TASK DIRECTIONS
Update the specialist-teacher report from the words that have "The London effect" and stop after "68 per cent of chemistry teachers have a relevant degree.", changing each "physics" to "biology".

PROVIDED TEXT
· · · · · · ·
Areas of England with the highest and lowest proportions of specialist teachers have been revealed in a new report by the Education Policy Institute.
The report into the teacher labour market argued that a teacher having degree in their subject is a “good predictor” of quality, and has looked into variations in this measure across the country, particularly focusing on ‘high priority’ subjects like maths and the sciences.
The London effect
Pupils in London are more likely to have a specialist teacher, and that this varies less between affluent and deprived areas than it does outside the capital.
In deprived schools outside London and at key stage 4, just 37 per cent of maths teachers, 17 per cent of physics teachers and 45 per cent of chemistry teachers have a relevant degree. However, in schools in less deprived areas outside of the capital, 52 per cent of physics teachers, 51 per cent of maths teachers and 68 per cent of chemistry teachers have a relevant degree.
In comparison, between 40 and 50 per cent of maths and physics teachers and over 60 per cent of chemistry have a relevant degree in London, with little variation for deprivation.
· · · · · · ·
GIVEN MATERIAL

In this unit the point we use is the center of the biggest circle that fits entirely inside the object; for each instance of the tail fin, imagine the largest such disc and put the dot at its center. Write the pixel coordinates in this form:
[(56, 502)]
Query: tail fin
· · · · · · ·
ANSWER SPACE
The London effect
Pupils in London are more likely to have a specialist teacher, and that this varies less between affluent and deprived areas than it does outside the capital.
In deprived schools outside London and at key stage 4, just 37 per cent of maths teachers, 17 per cent of biology teachers and 45 per cent of chemistry teachers have a relevant degree. However, in schools in less deprived areas outside of the capital, 52 per cent of biology teachers, 51 per cent of maths teachers and 68 per cent of chemistry teachers have a relevant degree.